━━━ INPUT

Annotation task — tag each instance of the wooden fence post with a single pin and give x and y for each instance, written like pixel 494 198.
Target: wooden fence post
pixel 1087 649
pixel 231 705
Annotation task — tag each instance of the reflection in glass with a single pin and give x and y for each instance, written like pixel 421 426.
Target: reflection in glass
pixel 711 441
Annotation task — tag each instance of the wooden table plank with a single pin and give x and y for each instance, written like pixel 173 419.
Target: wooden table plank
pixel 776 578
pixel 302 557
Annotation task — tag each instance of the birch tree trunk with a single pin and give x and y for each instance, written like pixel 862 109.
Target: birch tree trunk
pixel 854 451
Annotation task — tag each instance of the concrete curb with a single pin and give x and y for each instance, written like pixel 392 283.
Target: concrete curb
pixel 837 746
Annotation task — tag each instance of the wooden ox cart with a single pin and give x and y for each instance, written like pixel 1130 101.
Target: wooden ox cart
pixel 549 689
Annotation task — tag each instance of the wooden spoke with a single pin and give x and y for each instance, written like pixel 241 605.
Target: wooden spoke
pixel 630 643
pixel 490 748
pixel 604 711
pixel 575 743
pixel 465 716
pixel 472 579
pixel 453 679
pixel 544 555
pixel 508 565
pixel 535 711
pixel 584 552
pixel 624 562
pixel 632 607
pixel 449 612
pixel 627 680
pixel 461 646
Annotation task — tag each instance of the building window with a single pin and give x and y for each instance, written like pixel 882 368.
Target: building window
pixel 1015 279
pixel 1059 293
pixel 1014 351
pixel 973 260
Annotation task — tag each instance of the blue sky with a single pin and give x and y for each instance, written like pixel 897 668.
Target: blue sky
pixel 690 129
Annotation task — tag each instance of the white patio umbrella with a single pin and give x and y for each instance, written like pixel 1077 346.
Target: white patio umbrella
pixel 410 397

━━━━━━

WHAT YOU WILL DO: Present all of the data above as a numbered list, leaving out any blank lines.

FINISHED ANSWER:
1. Annotation task — tag each instance of the wooden fence post with a single pin and give x and y for each instance, written like pixel 494 198.
2. Target: wooden fence post
3. pixel 1087 649
4. pixel 231 705
5. Annotation task — tag each instance of the reflection in glass with a single pin and give x and y for each instance, written like pixel 421 426.
6. Target: reflection in glass
7. pixel 711 441
8. Annotation task — tag each instance of the wooden table plank with a single pin and give x and y for each instance, written like pixel 173 419.
9. Target: wooden table plank
10. pixel 776 578
11. pixel 302 557
12. Annotation task — tag each instance of the birch tree trunk with a single pin and give x and y for each instance, written like pixel 862 109.
13. Target: birch tree trunk
14. pixel 854 451
15. Annotation task — tag each instance of the concrete curb with a single pin and give x and y for each instance, written like pixel 392 283.
16. Target: concrete curb
17. pixel 837 746
18. Annotation task — tag each instance of the wooden ox cart with a single pin and give x and y for each instance, written like pixel 1130 101.
19. Target: wooden ox cart
20. pixel 549 689
21. Annotation task — tag each instance of the wooden spoke with a single pin and give x and y for each instance, written like pixel 241 605.
22. Target: wooden spoke
23. pixel 630 643
24. pixel 490 748
25. pixel 604 711
26. pixel 575 743
27. pixel 465 716
28. pixel 472 579
29. pixel 453 679
30. pixel 544 555
31. pixel 508 565
32. pixel 535 711
33. pixel 584 552
34. pixel 624 562
35. pixel 632 607
36. pixel 449 612
37. pixel 627 680
38. pixel 461 646
39. Annotation task — tag each instance of the building window with a single pin and give x and y for each instance, written like pixel 882 368.
40. Target: building window
41. pixel 1015 279
42. pixel 1059 293
43. pixel 1014 351
44. pixel 973 260
45. Annotation task — tag each instance of the blue sky with a single pin and give x and y for each instance, written like pixel 897 668.
46. Target: blue sky
47. pixel 690 129
48. Annotation task — tag each instance of the white patio umbrella with a single pin and give x and y for each instance, written like pixel 1077 346.
49. Target: white patio umbrella
50. pixel 410 397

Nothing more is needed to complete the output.